— start —

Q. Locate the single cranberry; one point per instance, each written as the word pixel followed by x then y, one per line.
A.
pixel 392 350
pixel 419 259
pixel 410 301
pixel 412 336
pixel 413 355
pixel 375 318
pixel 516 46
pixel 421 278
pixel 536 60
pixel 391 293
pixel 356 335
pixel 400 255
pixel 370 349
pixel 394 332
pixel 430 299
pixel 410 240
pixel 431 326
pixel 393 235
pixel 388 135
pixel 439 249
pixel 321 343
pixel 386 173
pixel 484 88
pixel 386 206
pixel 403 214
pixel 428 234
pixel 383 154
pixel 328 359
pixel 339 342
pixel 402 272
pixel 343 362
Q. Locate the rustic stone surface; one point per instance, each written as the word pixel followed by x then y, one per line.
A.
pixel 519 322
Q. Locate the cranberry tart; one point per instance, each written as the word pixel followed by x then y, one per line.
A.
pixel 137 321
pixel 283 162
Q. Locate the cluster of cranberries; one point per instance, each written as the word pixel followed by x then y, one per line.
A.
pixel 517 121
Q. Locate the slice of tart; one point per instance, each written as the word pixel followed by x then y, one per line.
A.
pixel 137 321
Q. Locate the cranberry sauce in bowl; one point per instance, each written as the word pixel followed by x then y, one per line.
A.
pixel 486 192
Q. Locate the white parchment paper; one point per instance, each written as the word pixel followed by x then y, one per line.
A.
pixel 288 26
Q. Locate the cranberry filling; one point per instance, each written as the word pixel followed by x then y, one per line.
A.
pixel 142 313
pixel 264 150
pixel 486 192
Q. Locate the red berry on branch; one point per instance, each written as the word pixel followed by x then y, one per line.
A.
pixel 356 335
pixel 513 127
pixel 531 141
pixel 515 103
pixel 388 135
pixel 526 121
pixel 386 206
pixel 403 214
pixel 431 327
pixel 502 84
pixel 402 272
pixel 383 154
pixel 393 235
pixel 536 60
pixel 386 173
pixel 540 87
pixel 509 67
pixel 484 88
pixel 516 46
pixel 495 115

— end —

__Instructions to follow__:
Express the items, from the first line up to and including the line containing "pixel 343 362", as a Markdown table with the columns Number and Line text. Give one row per line and leave out blank lines.

__Problem solution__:
| Number | Line text |
|---|---|
| 1 | Q. Locate the single cranberry; one point per instance, each written as the word pixel followed by x then y, one per line. |
| 2 | A. |
| 3 | pixel 392 350 |
| 4 | pixel 419 259 |
| 5 | pixel 410 301 |
| 6 | pixel 412 336 |
| 7 | pixel 413 355 |
| 8 | pixel 375 318 |
| 9 | pixel 516 46 |
| 10 | pixel 421 278 |
| 11 | pixel 536 60 |
| 12 | pixel 391 293 |
| 13 | pixel 356 335 |
| 14 | pixel 400 255 |
| 15 | pixel 370 349 |
| 16 | pixel 394 332 |
| 17 | pixel 430 299 |
| 18 | pixel 410 240 |
| 19 | pixel 431 326 |
| 20 | pixel 393 235 |
| 21 | pixel 388 135 |
| 22 | pixel 439 249 |
| 23 | pixel 321 343 |
| 24 | pixel 386 173 |
| 25 | pixel 484 88 |
| 26 | pixel 386 206 |
| 27 | pixel 403 214 |
| 28 | pixel 428 234 |
| 29 | pixel 383 154 |
| 30 | pixel 328 359 |
| 31 | pixel 339 342 |
| 32 | pixel 402 272 |
| 33 | pixel 343 362 |